Given request: Put the rows below, starting at the one containing "of the yellow" and ending at the one containing "<point>333,530</point>", into a Markdown table with two columns: Index for the row number and Row for its text. Leave out any blank lines.

Start of Task data

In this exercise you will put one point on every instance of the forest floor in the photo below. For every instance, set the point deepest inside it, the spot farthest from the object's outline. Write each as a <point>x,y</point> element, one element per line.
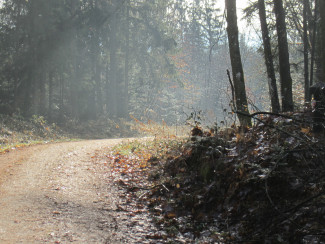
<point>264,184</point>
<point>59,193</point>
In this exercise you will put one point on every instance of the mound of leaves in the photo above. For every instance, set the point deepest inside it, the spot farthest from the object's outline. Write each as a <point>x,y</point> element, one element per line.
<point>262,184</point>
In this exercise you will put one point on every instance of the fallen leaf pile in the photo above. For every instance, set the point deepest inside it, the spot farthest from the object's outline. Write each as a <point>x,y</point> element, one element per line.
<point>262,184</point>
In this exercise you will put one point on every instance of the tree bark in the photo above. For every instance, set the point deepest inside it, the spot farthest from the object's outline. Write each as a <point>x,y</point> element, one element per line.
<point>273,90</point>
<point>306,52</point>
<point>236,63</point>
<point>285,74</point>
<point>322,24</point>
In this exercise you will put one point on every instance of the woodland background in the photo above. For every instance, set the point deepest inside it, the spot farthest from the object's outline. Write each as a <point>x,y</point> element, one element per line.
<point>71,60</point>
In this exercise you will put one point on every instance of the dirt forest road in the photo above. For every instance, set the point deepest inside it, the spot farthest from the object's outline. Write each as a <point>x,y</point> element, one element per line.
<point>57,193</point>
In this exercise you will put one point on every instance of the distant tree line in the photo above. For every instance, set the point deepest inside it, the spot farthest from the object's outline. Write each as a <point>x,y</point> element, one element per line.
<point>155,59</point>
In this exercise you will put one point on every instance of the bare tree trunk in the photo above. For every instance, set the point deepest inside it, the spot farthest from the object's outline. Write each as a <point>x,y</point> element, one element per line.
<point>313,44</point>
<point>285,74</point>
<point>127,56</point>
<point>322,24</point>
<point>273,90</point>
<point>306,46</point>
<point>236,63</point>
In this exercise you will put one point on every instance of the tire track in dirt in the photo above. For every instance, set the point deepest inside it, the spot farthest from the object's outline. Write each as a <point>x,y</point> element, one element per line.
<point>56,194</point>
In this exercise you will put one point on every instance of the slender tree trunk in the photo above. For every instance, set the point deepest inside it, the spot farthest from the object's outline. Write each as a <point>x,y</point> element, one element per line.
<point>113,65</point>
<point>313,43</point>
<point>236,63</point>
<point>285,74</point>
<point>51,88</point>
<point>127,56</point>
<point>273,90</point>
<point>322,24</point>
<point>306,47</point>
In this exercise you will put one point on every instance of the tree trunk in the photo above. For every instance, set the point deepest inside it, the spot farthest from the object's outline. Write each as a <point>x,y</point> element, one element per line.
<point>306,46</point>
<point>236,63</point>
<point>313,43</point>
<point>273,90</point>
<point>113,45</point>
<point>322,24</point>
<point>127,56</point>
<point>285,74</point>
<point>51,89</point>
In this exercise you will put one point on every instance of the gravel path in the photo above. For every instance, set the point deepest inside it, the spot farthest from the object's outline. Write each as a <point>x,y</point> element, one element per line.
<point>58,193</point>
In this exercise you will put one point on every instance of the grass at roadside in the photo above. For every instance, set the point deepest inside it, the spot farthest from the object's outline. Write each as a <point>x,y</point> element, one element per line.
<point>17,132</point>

End of Task data
Start of Task data

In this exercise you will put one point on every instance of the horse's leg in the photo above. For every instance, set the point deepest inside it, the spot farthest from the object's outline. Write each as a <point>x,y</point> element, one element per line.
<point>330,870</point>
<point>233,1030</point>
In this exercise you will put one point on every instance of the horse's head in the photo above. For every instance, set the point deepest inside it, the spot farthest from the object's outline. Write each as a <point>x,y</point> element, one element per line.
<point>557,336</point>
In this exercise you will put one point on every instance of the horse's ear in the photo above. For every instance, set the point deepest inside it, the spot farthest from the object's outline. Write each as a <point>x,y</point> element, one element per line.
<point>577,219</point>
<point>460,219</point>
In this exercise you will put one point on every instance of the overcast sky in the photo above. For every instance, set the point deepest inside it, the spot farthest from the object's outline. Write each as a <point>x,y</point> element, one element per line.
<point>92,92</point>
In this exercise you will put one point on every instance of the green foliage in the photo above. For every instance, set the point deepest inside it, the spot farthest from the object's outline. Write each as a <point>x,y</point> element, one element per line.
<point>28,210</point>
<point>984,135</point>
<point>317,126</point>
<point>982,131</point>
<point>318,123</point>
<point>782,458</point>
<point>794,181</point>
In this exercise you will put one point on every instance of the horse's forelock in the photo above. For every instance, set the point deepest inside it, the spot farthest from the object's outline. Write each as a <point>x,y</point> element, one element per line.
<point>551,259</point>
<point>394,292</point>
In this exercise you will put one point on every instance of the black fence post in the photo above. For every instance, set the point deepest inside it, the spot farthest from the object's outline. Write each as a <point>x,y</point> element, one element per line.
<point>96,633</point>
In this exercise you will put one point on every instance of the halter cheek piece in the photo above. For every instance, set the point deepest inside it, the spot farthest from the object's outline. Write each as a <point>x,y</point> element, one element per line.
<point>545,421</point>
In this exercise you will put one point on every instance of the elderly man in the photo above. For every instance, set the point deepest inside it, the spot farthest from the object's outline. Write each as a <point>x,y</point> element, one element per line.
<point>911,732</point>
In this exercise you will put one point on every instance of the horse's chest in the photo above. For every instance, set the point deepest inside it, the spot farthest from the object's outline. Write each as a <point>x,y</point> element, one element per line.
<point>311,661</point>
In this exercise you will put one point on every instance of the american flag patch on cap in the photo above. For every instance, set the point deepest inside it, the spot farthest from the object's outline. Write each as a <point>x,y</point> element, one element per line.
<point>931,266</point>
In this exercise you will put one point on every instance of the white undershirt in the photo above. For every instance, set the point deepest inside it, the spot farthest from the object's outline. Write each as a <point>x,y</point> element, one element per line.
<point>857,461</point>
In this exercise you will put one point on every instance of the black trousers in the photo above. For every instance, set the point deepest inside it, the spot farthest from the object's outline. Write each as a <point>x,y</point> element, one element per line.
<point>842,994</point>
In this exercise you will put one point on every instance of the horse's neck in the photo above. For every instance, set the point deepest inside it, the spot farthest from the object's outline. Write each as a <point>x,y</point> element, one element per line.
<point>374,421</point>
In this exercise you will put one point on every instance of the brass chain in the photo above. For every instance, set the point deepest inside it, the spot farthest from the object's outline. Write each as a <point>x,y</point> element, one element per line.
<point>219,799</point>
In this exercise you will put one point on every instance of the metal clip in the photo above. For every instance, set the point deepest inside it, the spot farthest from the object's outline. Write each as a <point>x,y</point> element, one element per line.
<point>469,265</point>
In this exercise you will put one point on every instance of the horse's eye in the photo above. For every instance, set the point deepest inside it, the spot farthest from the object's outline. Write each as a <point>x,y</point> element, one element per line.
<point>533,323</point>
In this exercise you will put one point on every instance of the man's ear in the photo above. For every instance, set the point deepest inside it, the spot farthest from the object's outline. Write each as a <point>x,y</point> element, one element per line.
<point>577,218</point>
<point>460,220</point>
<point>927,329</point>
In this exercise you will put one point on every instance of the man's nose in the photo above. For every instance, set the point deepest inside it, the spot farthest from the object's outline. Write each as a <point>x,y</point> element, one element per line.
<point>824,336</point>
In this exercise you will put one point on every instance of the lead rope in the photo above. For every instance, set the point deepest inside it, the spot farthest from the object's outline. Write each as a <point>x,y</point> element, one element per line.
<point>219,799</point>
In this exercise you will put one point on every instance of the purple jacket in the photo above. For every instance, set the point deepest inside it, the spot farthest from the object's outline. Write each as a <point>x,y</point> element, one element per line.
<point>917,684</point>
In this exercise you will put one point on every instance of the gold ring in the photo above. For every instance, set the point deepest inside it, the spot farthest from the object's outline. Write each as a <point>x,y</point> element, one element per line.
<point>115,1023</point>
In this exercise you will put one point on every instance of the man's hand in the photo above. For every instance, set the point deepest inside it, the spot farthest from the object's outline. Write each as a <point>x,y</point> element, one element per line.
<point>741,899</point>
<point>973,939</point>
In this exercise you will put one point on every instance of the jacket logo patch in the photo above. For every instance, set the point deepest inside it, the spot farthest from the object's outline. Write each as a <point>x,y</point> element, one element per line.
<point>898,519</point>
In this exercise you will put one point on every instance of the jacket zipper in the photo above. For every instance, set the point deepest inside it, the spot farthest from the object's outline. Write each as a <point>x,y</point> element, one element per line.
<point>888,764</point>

End of Task data
Start of Task data

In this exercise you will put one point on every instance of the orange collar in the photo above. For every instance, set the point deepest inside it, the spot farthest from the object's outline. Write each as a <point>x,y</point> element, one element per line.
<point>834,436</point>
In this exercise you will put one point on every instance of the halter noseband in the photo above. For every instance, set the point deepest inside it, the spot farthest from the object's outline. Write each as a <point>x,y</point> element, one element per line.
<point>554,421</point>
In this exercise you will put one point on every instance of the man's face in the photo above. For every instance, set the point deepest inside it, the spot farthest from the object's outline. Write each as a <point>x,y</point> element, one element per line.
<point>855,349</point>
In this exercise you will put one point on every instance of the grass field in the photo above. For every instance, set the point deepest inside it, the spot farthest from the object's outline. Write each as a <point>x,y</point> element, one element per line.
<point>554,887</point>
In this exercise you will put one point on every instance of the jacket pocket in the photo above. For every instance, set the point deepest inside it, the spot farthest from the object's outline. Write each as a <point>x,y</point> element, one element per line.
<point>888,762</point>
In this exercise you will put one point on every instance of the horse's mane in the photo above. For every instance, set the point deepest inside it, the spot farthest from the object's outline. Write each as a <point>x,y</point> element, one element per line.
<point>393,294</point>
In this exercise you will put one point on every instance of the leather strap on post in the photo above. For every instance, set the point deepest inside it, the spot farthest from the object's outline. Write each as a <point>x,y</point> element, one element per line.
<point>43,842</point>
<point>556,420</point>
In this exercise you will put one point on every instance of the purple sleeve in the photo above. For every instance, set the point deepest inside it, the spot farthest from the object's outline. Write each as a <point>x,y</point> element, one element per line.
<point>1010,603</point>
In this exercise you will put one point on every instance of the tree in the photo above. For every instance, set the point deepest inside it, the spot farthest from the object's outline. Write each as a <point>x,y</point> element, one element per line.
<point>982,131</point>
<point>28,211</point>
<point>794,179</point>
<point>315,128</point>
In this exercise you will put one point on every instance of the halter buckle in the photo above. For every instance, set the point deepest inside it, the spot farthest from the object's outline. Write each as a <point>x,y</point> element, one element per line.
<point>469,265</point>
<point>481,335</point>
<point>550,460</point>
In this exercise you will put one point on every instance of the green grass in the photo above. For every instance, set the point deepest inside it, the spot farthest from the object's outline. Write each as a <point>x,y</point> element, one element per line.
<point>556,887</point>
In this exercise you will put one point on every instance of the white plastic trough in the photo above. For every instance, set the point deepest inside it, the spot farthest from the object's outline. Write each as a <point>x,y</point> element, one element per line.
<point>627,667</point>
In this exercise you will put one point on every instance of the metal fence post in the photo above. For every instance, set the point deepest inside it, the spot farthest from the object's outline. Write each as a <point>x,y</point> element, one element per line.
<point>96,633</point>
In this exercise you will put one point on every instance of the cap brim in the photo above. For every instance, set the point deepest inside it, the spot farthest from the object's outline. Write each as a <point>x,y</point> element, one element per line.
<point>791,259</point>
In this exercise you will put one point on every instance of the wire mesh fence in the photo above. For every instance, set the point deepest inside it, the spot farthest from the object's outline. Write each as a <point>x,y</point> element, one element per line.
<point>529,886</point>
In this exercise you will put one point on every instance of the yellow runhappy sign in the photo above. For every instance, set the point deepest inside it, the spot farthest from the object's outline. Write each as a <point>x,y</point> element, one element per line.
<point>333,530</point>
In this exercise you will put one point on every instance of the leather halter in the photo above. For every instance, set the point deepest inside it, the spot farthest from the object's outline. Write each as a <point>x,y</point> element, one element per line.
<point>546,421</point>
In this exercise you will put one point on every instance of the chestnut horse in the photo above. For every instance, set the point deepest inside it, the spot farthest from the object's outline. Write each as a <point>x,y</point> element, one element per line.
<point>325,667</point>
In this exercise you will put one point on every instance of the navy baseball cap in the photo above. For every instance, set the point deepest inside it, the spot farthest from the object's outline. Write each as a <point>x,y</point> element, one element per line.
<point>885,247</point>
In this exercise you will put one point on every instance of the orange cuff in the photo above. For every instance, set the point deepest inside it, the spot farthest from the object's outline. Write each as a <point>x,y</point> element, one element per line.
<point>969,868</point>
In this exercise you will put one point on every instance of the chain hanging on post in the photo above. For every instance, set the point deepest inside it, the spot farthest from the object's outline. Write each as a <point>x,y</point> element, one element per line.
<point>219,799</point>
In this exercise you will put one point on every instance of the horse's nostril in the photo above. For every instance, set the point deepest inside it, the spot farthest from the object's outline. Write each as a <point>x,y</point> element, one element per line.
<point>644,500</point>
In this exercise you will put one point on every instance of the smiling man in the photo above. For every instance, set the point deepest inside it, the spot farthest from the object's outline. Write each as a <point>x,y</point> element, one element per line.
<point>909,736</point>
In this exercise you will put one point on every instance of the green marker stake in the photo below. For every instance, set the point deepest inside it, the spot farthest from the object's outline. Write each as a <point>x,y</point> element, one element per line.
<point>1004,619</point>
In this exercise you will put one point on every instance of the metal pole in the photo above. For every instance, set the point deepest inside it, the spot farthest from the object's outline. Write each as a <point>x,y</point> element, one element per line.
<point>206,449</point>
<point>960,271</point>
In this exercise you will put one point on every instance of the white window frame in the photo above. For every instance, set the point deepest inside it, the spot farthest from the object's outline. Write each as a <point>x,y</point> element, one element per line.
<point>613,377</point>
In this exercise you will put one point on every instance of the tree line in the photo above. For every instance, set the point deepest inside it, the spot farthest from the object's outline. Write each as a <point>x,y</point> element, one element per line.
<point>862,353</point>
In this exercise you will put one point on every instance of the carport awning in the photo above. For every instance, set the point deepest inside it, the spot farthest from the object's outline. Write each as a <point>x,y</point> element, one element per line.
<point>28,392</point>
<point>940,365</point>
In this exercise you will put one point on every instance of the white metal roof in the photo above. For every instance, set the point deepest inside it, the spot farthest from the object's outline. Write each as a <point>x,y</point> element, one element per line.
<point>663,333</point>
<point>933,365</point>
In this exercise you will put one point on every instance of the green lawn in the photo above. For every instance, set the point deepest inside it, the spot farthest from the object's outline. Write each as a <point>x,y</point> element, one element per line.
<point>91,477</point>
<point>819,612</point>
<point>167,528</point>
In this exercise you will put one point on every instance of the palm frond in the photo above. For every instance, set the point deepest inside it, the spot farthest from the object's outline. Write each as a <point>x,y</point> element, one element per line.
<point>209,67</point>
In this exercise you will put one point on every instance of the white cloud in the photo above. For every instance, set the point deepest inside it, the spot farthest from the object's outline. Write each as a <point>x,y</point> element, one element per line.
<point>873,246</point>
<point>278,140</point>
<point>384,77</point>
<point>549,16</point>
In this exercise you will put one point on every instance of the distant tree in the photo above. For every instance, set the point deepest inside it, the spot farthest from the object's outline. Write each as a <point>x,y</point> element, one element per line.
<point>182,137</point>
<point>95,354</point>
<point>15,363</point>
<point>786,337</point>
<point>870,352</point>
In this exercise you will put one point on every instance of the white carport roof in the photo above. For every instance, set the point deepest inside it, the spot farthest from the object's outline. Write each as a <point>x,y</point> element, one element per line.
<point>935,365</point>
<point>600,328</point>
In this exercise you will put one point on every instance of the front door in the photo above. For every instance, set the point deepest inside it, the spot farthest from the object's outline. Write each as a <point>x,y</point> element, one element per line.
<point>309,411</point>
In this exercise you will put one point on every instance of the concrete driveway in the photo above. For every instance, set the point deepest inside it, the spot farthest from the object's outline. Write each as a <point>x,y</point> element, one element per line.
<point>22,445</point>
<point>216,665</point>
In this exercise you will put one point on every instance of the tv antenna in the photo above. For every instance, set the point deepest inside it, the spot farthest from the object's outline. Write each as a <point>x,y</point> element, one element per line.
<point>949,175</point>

End of Task data

In response:
| Index | Row |
|---|---|
| 1 | In this exercise you will put one point on every instance of the yellow runhappy sign in the photo above. For every instance, set the point deepest inside it, the spot farthest from the object's outline. Write each as a <point>x,y</point> element, one element per line. |
| 2 | <point>333,530</point> |